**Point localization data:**
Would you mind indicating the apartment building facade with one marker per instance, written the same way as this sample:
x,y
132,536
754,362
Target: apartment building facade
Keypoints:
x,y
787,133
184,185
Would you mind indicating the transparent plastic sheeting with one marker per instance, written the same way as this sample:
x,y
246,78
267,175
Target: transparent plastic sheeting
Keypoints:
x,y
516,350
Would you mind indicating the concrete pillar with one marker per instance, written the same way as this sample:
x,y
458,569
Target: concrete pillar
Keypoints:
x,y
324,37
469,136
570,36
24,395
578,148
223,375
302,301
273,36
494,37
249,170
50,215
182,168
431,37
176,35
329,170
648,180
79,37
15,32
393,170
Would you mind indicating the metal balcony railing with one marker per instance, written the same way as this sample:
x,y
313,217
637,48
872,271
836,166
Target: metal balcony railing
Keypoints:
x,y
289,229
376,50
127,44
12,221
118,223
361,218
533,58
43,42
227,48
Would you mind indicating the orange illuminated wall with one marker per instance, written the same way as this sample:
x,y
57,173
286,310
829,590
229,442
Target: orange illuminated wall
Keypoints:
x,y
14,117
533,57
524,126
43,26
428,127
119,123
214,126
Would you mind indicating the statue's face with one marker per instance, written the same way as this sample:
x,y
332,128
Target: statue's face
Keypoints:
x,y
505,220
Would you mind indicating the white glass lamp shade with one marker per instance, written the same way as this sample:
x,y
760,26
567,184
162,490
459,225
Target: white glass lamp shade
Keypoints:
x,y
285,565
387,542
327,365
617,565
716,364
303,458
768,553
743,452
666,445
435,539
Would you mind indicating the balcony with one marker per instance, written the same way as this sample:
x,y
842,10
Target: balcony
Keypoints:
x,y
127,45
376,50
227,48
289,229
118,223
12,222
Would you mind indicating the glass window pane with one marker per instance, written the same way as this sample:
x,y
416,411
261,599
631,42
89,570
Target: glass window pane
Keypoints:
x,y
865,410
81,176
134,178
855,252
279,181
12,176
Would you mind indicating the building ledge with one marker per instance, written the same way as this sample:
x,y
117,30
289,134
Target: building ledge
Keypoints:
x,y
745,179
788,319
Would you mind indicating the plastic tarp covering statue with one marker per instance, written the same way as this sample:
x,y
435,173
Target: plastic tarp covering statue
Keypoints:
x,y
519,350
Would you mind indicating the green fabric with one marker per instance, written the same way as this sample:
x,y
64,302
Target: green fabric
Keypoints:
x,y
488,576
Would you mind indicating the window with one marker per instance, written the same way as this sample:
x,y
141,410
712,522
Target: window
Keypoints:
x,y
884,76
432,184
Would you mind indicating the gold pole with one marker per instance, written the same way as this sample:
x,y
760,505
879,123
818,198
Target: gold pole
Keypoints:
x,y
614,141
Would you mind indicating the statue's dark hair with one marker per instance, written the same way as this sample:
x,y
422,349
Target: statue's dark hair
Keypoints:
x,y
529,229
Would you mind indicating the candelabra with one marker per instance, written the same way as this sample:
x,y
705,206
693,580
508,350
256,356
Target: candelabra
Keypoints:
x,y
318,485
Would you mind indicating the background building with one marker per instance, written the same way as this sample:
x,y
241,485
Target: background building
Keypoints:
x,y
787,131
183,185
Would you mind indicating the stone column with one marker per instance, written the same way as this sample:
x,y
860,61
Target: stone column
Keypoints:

**Instructions to follow:**
Each of the records above is to be copied exactly.

**Output of the task:**
Would you mind indicating the apartment building facade with one marker per instance, written the same way as this sample:
x,y
132,536
754,362
Target: apartment building facade
Keypoints:
x,y
787,133
184,185
Would you mind indicating the transparent plastic sheeting with one marker per instance, written the same way as this sample:
x,y
246,78
267,175
Target: transparent plastic sheeting
Keypoints:
x,y
516,350
Would you mind indicating the concrete pillar with one marker per instance, written the same way as this sample:
x,y
458,569
Target: concrete pillar
Keypoints:
x,y
324,37
469,136
570,36
24,395
578,148
223,375
302,301
273,36
494,37
249,170
50,215
182,168
431,37
176,35
329,170
648,180
79,37
15,32
393,170
Would you mind indicating the metal balcony railing with one marker per instance, written the same way as this sample:
x,y
313,217
637,48
872,271
836,166
Target: metal balcony railing
Keypoints:
x,y
289,229
376,50
127,44
12,221
118,223
361,218
533,58
43,42
227,48
Would you mind indicating the orange illuminated wall with one marker per instance, written the same way as this sample:
x,y
57,173
286,310
829,590
229,442
Target: orange illuminated wall
Keypoints:
x,y
14,117
533,57
524,126
43,26
428,127
119,123
214,126
Would you mind indicating the statue's face with one marker per instance, written the same way as this sample:
x,y
332,128
Target: statue's face
Keypoints:
x,y
505,220
Would you mind indicating the white glass lamp shade with one marker per instance, written the same way as this sample:
x,y
760,26
567,184
162,490
459,225
Target: white glass lamp shade
Keypoints:
x,y
285,565
387,542
327,365
617,565
716,364
303,458
768,553
743,452
666,445
435,539
Would you mind indicating the balcony with one marker per instance, written the same way as this sample:
x,y
842,10
Target: balcony
Keypoints:
x,y
127,45
376,50
227,48
289,229
118,223
12,222
Would you mind indicating the glass window pane with one marker per instance, written the same way as this sample:
x,y
416,411
261,599
631,42
89,570
Target: glass window pane
Keypoints:
x,y
865,410
81,176
134,178
855,252
279,181
12,176
Would you mind indicating the building ledge with one marker per instance, written the same way as this sample:
x,y
117,30
289,134
Target: building ledge
Keypoints:
x,y
745,179
788,319
Would you mind indicating the plastic tarp covering statue with one marker per instance, written the same way as this sample:
x,y
435,173
Target: plastic tarp covering statue
Keypoints:
x,y
519,350
Would you mind indicating the green fabric with one marker per instance, written the same way as this sample:
x,y
64,302
Target: green fabric
Keypoints:
x,y
488,576
Would you mind indicating the window with one marker per instance, written the same way as this sample:
x,y
141,410
712,522
Target: window
Keypoints:
x,y
884,76
432,184
Would you mind indicating the gold pole with one marker per instance, written the same way as this sample:
x,y
760,505
879,123
818,198
Target: gold pole
Keypoints:
x,y
614,141
Would you mind indicating the statue's dark hair with one marker per instance, written the same way as this sample:
x,y
422,349
Target: statue's dark hair
Keypoints:
x,y
529,229
Would you mind indicating the candelabra with one marker per instance, written the same way as this sample:
x,y
705,206
693,580
508,350
256,356
Target: candelabra
Keypoints:
x,y
318,485
Would you mind indicating the background building with one marker per instance, written the same way as this sample:
x,y
241,485
Target: background building
Keypoints:
x,y
787,131
183,185
Would you mind indicating the stone column with one marker per instance, written the same way as this sample:
x,y
860,61
Target: stone column
Keypoints:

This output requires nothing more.